[START OF Entries provided]

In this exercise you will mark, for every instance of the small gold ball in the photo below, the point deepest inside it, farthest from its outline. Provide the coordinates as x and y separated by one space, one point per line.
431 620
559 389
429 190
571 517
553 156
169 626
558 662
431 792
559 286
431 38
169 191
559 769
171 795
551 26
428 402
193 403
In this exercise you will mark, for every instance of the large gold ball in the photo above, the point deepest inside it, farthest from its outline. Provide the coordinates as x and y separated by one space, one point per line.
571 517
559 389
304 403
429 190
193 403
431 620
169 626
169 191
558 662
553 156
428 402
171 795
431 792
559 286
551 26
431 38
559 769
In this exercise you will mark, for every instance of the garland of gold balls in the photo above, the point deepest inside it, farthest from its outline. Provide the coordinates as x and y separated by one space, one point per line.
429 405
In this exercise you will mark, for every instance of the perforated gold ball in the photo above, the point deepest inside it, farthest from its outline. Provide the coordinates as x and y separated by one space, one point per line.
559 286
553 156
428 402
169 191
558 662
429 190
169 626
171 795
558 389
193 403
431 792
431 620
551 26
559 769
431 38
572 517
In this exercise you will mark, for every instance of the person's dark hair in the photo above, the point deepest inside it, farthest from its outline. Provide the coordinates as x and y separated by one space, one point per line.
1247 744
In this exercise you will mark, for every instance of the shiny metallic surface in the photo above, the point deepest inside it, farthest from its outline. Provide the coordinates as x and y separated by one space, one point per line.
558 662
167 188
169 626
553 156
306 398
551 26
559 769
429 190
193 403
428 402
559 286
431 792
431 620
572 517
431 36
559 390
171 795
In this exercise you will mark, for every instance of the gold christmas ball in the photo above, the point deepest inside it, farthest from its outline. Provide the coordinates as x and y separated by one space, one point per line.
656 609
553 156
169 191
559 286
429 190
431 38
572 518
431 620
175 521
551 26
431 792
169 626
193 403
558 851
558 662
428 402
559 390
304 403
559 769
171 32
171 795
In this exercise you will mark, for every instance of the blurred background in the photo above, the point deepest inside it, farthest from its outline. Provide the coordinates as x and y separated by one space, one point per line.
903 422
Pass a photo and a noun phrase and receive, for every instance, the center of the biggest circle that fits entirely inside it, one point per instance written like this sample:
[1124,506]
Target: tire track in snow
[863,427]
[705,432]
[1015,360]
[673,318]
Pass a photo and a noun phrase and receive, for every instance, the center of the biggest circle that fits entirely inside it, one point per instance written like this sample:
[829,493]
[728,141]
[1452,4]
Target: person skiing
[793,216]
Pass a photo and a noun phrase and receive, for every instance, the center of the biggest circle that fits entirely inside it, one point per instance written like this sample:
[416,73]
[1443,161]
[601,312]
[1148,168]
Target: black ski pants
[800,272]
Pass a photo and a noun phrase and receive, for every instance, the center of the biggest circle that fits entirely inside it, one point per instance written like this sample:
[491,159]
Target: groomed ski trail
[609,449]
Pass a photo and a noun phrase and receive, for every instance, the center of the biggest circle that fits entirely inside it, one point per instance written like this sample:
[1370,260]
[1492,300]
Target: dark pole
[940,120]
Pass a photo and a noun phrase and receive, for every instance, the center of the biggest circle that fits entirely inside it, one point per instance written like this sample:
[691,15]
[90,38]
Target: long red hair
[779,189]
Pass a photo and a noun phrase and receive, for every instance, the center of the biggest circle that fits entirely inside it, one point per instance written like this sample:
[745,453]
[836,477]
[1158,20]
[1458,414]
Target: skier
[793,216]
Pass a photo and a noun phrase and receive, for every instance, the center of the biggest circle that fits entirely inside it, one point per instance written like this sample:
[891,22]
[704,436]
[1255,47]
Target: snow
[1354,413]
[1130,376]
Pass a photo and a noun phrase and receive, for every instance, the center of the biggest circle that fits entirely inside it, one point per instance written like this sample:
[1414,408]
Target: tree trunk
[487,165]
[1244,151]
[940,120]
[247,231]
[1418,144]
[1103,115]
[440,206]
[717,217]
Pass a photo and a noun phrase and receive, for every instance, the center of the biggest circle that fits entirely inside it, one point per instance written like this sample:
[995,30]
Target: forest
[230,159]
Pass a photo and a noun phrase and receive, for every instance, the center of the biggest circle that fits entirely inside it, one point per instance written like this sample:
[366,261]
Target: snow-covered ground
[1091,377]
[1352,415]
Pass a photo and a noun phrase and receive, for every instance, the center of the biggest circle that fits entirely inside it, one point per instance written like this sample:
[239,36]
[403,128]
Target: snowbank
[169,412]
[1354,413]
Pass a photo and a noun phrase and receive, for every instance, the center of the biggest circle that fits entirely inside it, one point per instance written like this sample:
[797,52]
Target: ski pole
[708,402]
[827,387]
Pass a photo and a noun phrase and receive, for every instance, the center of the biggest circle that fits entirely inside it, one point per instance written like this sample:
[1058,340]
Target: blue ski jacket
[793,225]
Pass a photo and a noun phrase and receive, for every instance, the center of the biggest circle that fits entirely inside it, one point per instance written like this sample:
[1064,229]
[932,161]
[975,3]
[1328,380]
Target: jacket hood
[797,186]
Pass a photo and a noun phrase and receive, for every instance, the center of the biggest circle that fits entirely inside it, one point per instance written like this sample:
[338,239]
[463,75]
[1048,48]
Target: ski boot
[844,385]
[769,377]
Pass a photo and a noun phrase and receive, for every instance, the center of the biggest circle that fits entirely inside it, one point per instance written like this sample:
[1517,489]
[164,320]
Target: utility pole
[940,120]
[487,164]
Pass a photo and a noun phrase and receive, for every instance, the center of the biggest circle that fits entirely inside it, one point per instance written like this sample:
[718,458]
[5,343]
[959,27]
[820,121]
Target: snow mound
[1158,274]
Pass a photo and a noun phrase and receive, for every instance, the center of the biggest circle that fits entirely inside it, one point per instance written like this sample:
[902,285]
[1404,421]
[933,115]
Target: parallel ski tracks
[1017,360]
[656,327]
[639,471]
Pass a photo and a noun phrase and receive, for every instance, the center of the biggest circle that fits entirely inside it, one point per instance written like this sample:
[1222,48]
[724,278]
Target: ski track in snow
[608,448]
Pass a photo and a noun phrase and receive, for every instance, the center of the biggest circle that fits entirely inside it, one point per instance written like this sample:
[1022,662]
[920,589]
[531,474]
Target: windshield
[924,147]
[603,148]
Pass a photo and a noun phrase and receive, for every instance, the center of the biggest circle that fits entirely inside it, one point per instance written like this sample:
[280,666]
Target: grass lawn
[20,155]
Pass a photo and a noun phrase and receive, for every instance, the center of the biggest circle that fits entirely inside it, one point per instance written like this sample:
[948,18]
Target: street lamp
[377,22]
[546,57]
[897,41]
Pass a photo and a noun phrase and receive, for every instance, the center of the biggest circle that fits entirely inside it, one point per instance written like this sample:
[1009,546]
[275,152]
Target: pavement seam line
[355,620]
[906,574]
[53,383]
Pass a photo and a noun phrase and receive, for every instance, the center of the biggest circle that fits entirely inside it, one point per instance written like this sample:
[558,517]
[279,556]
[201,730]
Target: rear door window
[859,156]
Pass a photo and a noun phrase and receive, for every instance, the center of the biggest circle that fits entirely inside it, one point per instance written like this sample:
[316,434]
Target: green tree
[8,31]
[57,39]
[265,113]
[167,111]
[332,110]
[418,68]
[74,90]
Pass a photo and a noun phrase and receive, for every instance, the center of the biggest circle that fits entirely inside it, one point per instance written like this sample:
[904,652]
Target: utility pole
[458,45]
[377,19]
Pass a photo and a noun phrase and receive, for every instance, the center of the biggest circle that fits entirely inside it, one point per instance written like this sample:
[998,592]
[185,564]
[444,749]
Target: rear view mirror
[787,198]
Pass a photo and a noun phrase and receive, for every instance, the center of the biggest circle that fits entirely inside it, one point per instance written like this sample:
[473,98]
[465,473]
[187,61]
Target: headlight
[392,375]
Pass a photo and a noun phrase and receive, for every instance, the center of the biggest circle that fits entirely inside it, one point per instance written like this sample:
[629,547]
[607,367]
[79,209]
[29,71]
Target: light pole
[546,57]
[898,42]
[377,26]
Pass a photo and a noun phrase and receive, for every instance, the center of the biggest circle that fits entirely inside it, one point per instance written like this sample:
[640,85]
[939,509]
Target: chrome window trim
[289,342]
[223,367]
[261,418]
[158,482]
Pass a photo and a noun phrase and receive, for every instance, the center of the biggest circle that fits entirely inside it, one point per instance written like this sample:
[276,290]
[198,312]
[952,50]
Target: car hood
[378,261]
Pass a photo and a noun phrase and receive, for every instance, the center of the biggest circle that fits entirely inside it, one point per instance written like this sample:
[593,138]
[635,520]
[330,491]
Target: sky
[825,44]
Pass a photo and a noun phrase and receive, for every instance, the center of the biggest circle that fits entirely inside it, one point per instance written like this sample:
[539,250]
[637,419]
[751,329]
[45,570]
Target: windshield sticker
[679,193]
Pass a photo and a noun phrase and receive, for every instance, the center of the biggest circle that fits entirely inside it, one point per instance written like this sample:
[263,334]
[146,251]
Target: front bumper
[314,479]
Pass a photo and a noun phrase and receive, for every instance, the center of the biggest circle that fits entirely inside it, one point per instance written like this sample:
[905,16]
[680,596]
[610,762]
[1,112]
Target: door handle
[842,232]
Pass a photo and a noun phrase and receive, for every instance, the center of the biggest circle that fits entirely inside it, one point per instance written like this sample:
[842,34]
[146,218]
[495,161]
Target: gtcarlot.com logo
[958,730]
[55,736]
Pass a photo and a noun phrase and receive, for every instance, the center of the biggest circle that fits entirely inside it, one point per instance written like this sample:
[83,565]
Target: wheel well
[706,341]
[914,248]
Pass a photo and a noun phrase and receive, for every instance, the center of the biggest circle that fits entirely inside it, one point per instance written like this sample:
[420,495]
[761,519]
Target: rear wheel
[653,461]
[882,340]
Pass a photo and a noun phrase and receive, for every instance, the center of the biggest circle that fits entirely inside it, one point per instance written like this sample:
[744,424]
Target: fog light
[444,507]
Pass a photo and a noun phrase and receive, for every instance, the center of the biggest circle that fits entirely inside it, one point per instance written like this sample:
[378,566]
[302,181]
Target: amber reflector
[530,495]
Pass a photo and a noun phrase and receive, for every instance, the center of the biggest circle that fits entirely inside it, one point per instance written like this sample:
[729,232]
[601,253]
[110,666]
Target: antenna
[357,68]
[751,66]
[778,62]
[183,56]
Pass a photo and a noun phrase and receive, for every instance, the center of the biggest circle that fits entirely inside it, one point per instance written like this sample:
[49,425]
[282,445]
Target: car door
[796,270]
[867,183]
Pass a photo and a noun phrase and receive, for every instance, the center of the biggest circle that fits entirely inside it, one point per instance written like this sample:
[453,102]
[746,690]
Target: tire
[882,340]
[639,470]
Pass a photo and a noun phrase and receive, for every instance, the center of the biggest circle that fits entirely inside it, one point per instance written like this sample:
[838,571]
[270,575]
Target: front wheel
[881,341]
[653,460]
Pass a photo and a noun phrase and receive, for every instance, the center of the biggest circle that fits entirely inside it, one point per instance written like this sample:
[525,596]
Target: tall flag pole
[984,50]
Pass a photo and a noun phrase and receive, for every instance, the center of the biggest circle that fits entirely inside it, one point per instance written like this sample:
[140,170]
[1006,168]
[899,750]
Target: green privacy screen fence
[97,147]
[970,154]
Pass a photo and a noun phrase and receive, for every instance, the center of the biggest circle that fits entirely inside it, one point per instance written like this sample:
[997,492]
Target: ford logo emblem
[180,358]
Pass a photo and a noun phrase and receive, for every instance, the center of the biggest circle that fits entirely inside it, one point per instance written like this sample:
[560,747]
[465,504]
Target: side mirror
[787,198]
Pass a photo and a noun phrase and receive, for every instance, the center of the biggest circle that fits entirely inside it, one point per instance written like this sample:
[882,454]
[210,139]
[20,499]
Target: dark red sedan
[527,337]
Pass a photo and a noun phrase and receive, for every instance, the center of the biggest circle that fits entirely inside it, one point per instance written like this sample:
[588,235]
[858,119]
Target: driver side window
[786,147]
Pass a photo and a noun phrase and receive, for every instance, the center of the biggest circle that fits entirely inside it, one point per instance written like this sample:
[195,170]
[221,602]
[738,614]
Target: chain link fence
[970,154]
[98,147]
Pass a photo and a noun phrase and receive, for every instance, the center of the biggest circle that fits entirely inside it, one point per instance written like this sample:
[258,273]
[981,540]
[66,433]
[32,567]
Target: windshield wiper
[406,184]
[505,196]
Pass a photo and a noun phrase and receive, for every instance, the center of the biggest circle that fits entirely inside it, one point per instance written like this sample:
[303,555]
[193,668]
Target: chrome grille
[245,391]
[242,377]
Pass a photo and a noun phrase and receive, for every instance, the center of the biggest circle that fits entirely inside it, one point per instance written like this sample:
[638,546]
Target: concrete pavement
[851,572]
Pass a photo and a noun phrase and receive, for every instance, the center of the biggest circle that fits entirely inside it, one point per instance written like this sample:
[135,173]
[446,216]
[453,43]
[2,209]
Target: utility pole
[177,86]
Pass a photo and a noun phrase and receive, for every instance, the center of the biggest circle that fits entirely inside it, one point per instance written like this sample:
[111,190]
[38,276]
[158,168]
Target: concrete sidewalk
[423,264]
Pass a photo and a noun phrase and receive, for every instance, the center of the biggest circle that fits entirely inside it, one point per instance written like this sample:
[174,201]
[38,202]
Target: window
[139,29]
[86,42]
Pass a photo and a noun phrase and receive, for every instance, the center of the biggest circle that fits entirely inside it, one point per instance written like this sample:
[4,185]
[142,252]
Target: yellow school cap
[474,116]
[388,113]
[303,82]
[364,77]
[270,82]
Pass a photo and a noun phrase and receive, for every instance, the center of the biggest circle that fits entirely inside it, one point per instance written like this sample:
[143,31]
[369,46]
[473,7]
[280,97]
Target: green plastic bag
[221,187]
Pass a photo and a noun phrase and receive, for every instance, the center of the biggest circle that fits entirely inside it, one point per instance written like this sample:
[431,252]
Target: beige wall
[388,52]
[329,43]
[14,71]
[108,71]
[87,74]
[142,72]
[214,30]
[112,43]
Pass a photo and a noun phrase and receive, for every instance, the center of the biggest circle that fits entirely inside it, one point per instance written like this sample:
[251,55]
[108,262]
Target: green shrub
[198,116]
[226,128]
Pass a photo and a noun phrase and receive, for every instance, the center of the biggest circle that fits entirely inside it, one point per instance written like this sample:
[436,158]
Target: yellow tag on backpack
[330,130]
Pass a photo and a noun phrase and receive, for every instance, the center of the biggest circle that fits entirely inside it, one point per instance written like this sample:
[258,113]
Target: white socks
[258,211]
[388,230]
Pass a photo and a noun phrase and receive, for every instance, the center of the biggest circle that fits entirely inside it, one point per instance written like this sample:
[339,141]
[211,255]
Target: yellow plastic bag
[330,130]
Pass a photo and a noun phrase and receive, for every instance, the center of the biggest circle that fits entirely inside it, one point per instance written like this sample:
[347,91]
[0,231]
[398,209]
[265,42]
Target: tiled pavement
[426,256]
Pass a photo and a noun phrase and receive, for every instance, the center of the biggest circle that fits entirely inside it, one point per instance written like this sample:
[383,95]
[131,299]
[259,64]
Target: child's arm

[END OF Entries provided]

Pull out each line of the material above that contains the word "logo" and copy those lines in full.

Answer in full ->
Target: gtcarlot.com logo
Target: ford logo emblem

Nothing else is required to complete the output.